_EXERCISE BRIEF_
Could you copy out every one of the records below word for word, leaving the pictures out of your answer?

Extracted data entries

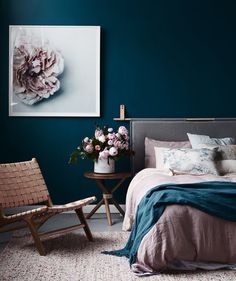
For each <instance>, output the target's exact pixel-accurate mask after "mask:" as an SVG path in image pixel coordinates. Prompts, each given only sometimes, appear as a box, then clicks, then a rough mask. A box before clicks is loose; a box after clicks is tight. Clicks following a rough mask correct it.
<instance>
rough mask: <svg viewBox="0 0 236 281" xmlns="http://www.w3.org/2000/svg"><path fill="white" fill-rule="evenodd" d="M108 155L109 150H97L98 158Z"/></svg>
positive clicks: (107, 155)
mask: <svg viewBox="0 0 236 281" xmlns="http://www.w3.org/2000/svg"><path fill="white" fill-rule="evenodd" d="M108 156H109V151H108V150H103V151H101V152H99V158H100V159H107V158H108Z"/></svg>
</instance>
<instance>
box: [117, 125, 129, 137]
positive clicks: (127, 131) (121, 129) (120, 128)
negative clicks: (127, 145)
mask: <svg viewBox="0 0 236 281" xmlns="http://www.w3.org/2000/svg"><path fill="white" fill-rule="evenodd" d="M118 133H119V134H121V135H127V134H128V130H127V129H126V128H125V126H120V127H119V129H118Z"/></svg>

_EXERCISE OUTPUT_
For each <instance>, output the target's exact pixel-accurate mask after "mask:" as an SVG path in image pixel coordinates. Prompts, each given only sometimes, appear as a box, then clicks, then a rough mask. A box before clicks is loose; a box after clicks is tight. Clicks following a rough mask correct it.
<instance>
rough mask: <svg viewBox="0 0 236 281" xmlns="http://www.w3.org/2000/svg"><path fill="white" fill-rule="evenodd" d="M108 155L109 150H97L98 158Z"/></svg>
positive clicks: (107, 155)
mask: <svg viewBox="0 0 236 281" xmlns="http://www.w3.org/2000/svg"><path fill="white" fill-rule="evenodd" d="M108 156H109V151H108V150H103V151H101V152H99V158H100V159H107V158H108Z"/></svg>
</instance>
<instance>
box: [117, 125, 129, 137]
positive clicks: (127, 131) (121, 129) (120, 128)
negative clicks: (127, 145)
mask: <svg viewBox="0 0 236 281" xmlns="http://www.w3.org/2000/svg"><path fill="white" fill-rule="evenodd" d="M118 133H119V134H121V135H127V134H128V130H127V129H126V128H125V126H120V127H119V129H118Z"/></svg>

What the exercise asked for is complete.